━━━ DATASET ENTRIES

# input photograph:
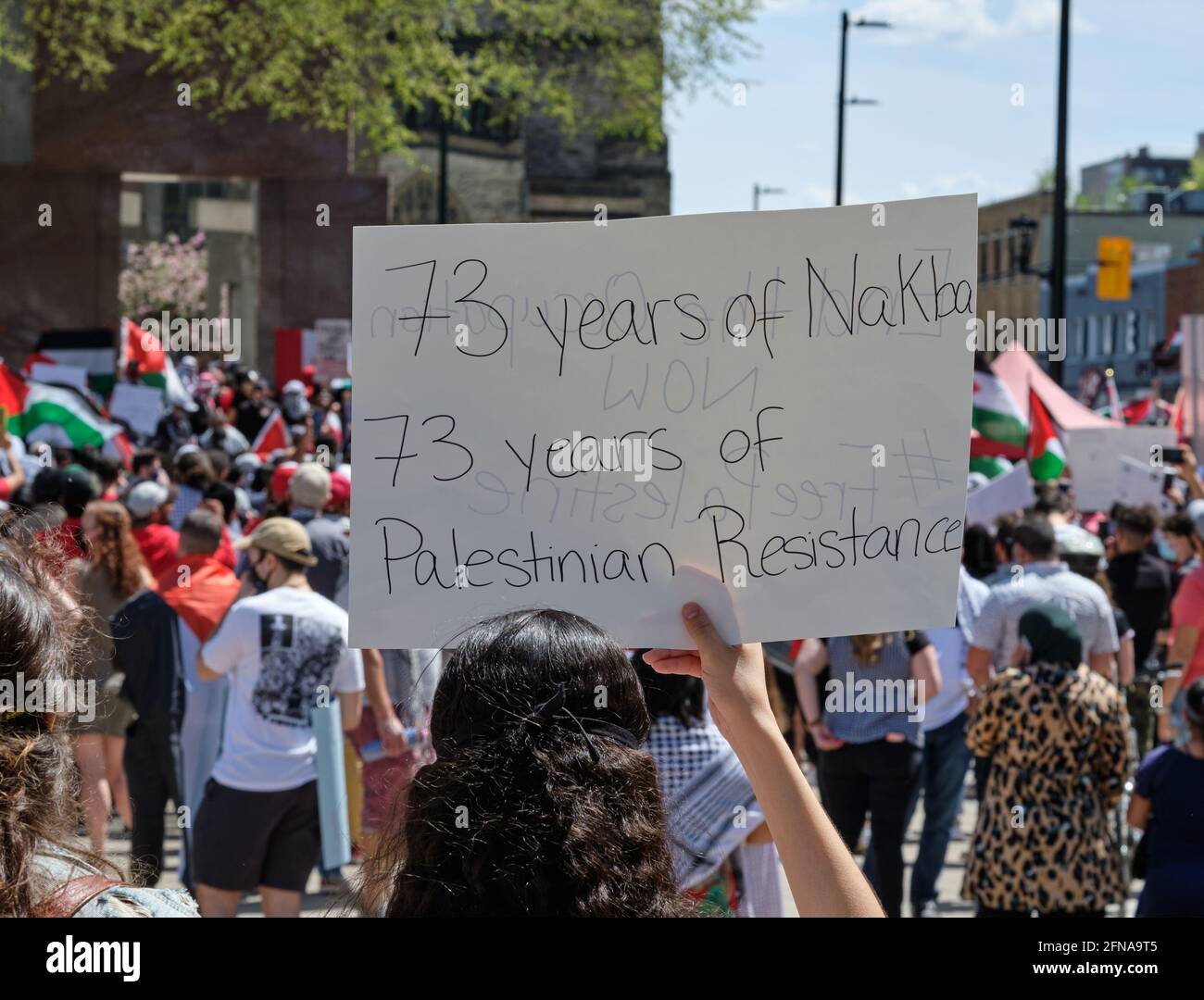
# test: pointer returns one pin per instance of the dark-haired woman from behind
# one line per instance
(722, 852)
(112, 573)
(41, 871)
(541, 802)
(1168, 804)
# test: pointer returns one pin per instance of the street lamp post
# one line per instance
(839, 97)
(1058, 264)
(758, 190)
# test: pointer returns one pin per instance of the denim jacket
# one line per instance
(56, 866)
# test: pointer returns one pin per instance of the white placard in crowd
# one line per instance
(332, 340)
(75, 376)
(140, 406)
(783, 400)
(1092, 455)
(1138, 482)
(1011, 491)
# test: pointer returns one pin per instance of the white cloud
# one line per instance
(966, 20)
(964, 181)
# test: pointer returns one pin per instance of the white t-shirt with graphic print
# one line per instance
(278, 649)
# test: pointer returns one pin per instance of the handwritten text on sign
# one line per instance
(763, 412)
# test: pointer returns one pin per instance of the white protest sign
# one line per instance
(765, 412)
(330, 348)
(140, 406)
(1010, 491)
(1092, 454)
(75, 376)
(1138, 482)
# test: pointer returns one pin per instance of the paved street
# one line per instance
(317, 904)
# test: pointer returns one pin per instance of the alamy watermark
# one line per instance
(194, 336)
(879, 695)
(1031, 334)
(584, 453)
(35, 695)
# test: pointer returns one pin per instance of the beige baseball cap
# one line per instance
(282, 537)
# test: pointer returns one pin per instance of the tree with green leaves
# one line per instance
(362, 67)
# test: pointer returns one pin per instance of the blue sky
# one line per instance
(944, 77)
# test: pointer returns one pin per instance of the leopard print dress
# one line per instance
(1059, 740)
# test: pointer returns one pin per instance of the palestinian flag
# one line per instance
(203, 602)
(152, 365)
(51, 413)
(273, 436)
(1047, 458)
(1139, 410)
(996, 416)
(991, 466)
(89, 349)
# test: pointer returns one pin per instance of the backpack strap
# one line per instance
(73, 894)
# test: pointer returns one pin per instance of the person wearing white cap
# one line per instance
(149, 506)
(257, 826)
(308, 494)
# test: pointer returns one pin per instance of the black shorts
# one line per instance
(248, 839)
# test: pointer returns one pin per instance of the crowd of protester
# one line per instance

━━━━━━

- _WORK TO BE COMPLETED_
Provide solely the number of lines in the data that include the word "print".

- _RESPONSE AREA_
2